**Directive:** Please report every line in the items below that contains the word "dirt".
══════
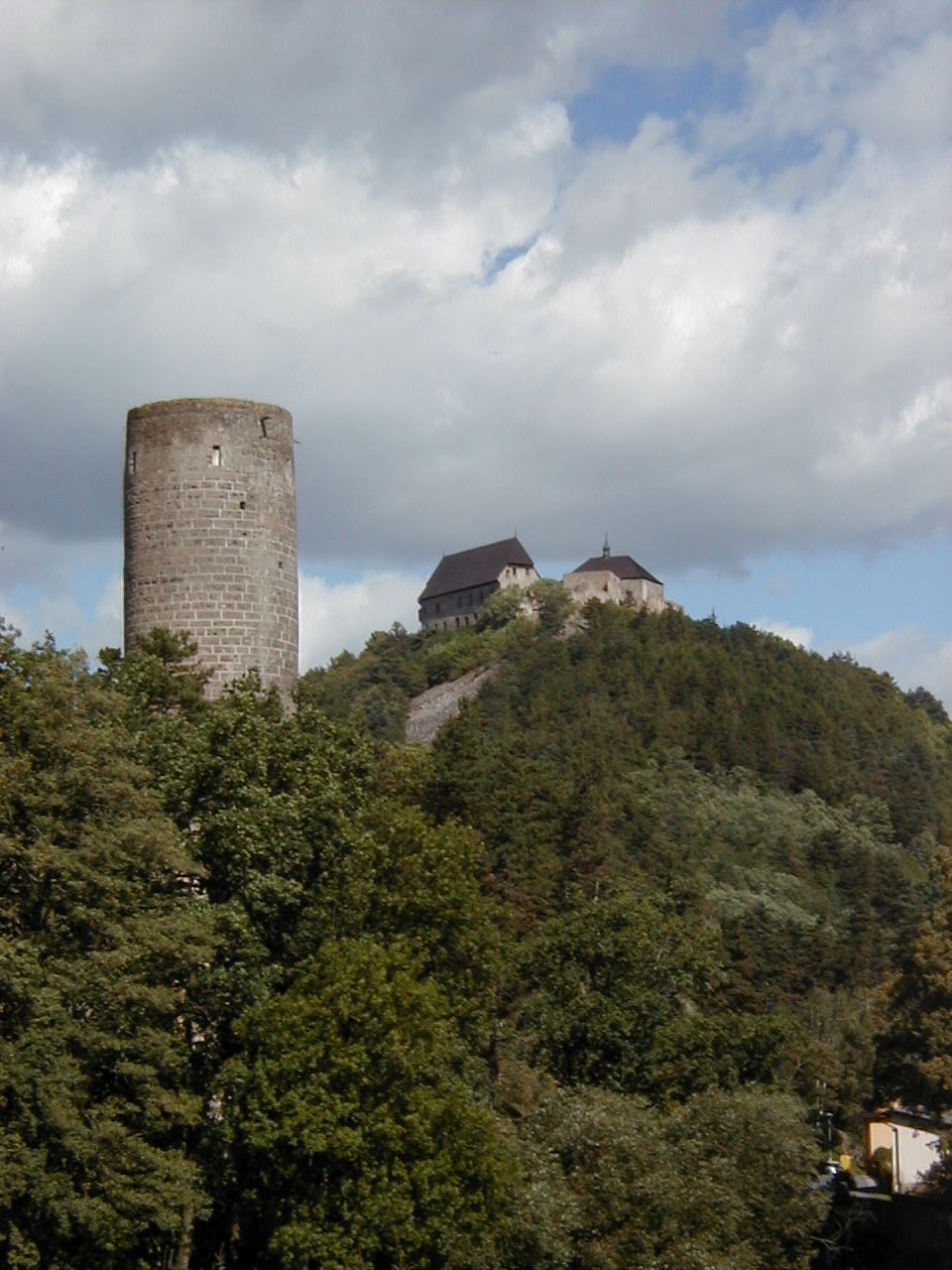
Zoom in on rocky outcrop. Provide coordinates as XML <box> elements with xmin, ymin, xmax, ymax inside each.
<box><xmin>404</xmin><ymin>666</ymin><xmax>499</xmax><ymax>745</ymax></box>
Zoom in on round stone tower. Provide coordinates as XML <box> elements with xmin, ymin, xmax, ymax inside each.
<box><xmin>123</xmin><ymin>398</ymin><xmax>298</xmax><ymax>701</ymax></box>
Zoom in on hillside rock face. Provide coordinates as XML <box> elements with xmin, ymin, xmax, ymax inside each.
<box><xmin>404</xmin><ymin>666</ymin><xmax>498</xmax><ymax>745</ymax></box>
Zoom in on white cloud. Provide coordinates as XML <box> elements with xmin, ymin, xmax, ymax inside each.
<box><xmin>299</xmin><ymin>572</ymin><xmax>425</xmax><ymax>673</ymax></box>
<box><xmin>0</xmin><ymin>0</ymin><xmax>952</xmax><ymax>686</ymax></box>
<box><xmin>750</xmin><ymin>617</ymin><xmax>813</xmax><ymax>648</ymax></box>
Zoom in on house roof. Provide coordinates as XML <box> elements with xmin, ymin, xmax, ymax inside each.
<box><xmin>572</xmin><ymin>555</ymin><xmax>661</xmax><ymax>586</ymax></box>
<box><xmin>418</xmin><ymin>539</ymin><xmax>536</xmax><ymax>603</ymax></box>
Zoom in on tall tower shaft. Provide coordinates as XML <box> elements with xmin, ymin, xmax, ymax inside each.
<box><xmin>123</xmin><ymin>398</ymin><xmax>298</xmax><ymax>701</ymax></box>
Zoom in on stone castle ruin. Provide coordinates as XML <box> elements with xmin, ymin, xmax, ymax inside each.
<box><xmin>123</xmin><ymin>398</ymin><xmax>298</xmax><ymax>701</ymax></box>
<box><xmin>123</xmin><ymin>398</ymin><xmax>676</xmax><ymax>702</ymax></box>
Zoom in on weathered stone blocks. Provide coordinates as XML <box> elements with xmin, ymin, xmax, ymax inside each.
<box><xmin>123</xmin><ymin>398</ymin><xmax>298</xmax><ymax>699</ymax></box>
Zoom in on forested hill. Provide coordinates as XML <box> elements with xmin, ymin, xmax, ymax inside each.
<box><xmin>0</xmin><ymin>609</ymin><xmax>952</xmax><ymax>1270</ymax></box>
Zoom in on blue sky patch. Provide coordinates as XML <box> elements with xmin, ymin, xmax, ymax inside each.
<box><xmin>567</xmin><ymin>63</ymin><xmax>743</xmax><ymax>150</ymax></box>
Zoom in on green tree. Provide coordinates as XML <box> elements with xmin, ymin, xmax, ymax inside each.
<box><xmin>0</xmin><ymin>629</ymin><xmax>213</xmax><ymax>1266</ymax></box>
<box><xmin>226</xmin><ymin>939</ymin><xmax>509</xmax><ymax>1266</ymax></box>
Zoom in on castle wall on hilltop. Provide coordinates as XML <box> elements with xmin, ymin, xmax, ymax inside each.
<box><xmin>123</xmin><ymin>398</ymin><xmax>298</xmax><ymax>699</ymax></box>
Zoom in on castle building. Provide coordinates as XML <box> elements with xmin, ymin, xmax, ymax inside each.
<box><xmin>417</xmin><ymin>537</ymin><xmax>538</xmax><ymax>631</ymax></box>
<box><xmin>123</xmin><ymin>398</ymin><xmax>298</xmax><ymax>701</ymax></box>
<box><xmin>562</xmin><ymin>536</ymin><xmax>674</xmax><ymax>613</ymax></box>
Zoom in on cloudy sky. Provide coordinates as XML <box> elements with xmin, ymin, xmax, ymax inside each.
<box><xmin>0</xmin><ymin>0</ymin><xmax>952</xmax><ymax>704</ymax></box>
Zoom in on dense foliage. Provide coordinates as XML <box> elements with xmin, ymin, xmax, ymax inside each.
<box><xmin>0</xmin><ymin>606</ymin><xmax>952</xmax><ymax>1270</ymax></box>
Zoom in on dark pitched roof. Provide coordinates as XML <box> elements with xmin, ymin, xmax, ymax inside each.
<box><xmin>572</xmin><ymin>555</ymin><xmax>661</xmax><ymax>586</ymax></box>
<box><xmin>418</xmin><ymin>539</ymin><xmax>536</xmax><ymax>602</ymax></box>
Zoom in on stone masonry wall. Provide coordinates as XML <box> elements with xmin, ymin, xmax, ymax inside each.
<box><xmin>123</xmin><ymin>398</ymin><xmax>298</xmax><ymax>699</ymax></box>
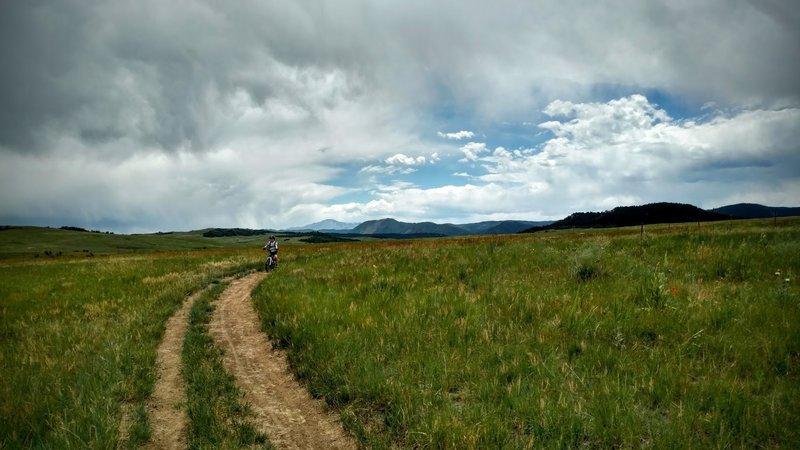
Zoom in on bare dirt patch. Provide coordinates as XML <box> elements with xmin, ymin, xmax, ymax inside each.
<box><xmin>209</xmin><ymin>272</ymin><xmax>358</xmax><ymax>449</ymax></box>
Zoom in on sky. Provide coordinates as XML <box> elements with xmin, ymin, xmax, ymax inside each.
<box><xmin>0</xmin><ymin>0</ymin><xmax>800</xmax><ymax>233</ymax></box>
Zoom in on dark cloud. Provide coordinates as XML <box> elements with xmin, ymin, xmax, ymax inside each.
<box><xmin>0</xmin><ymin>0</ymin><xmax>800</xmax><ymax>232</ymax></box>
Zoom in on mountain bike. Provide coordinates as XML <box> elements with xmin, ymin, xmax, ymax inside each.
<box><xmin>264</xmin><ymin>253</ymin><xmax>278</xmax><ymax>272</ymax></box>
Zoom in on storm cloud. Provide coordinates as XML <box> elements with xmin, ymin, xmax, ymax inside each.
<box><xmin>0</xmin><ymin>0</ymin><xmax>800</xmax><ymax>231</ymax></box>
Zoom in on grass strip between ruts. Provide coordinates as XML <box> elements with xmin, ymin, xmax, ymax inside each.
<box><xmin>183</xmin><ymin>283</ymin><xmax>272</xmax><ymax>449</ymax></box>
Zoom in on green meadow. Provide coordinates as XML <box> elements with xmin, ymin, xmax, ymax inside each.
<box><xmin>0</xmin><ymin>218</ymin><xmax>800</xmax><ymax>448</ymax></box>
<box><xmin>0</xmin><ymin>248</ymin><xmax>260</xmax><ymax>448</ymax></box>
<box><xmin>255</xmin><ymin>220</ymin><xmax>800</xmax><ymax>448</ymax></box>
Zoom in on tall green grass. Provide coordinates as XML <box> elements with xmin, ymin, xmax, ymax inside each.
<box><xmin>0</xmin><ymin>252</ymin><xmax>261</xmax><ymax>448</ymax></box>
<box><xmin>254</xmin><ymin>220</ymin><xmax>800</xmax><ymax>448</ymax></box>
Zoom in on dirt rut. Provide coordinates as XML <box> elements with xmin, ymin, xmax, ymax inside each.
<box><xmin>141</xmin><ymin>292</ymin><xmax>202</xmax><ymax>449</ymax></box>
<box><xmin>209</xmin><ymin>273</ymin><xmax>358</xmax><ymax>449</ymax></box>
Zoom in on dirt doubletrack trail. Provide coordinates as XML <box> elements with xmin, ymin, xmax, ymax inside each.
<box><xmin>134</xmin><ymin>272</ymin><xmax>358</xmax><ymax>449</ymax></box>
<box><xmin>209</xmin><ymin>273</ymin><xmax>358</xmax><ymax>449</ymax></box>
<box><xmin>138</xmin><ymin>291</ymin><xmax>202</xmax><ymax>449</ymax></box>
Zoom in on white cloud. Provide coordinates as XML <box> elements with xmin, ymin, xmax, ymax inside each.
<box><xmin>385</xmin><ymin>153</ymin><xmax>426</xmax><ymax>166</ymax></box>
<box><xmin>318</xmin><ymin>96</ymin><xmax>800</xmax><ymax>222</ymax></box>
<box><xmin>436</xmin><ymin>130</ymin><xmax>475</xmax><ymax>141</ymax></box>
<box><xmin>460</xmin><ymin>142</ymin><xmax>486</xmax><ymax>162</ymax></box>
<box><xmin>0</xmin><ymin>0</ymin><xmax>800</xmax><ymax>231</ymax></box>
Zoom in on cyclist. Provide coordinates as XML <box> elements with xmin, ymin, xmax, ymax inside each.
<box><xmin>262</xmin><ymin>236</ymin><xmax>278</xmax><ymax>268</ymax></box>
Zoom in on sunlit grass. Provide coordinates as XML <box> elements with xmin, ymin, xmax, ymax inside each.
<box><xmin>254</xmin><ymin>221</ymin><xmax>800</xmax><ymax>448</ymax></box>
<box><xmin>0</xmin><ymin>253</ymin><xmax>260</xmax><ymax>448</ymax></box>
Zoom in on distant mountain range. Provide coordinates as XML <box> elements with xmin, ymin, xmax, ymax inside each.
<box><xmin>711</xmin><ymin>203</ymin><xmax>800</xmax><ymax>219</ymax></box>
<box><xmin>524</xmin><ymin>203</ymin><xmax>800</xmax><ymax>233</ymax></box>
<box><xmin>286</xmin><ymin>218</ymin><xmax>550</xmax><ymax>238</ymax></box>
<box><xmin>272</xmin><ymin>203</ymin><xmax>800</xmax><ymax>238</ymax></box>
<box><xmin>286</xmin><ymin>219</ymin><xmax>358</xmax><ymax>232</ymax></box>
══════
**Result of this task:**
Zoom in on bare dirt patch. Provide coordinates as XML <box> elements with xmin, ymin, xmax, ymax inside each.
Zoom in on dirt rut. Provide coordinates as XML <box> elements with xmin, ymin, xmax, ymax inside each.
Zoom in on dirt doubletrack trail. Provide coordinates as XML <box> elements with xmin, ymin, xmax, ymax inside each.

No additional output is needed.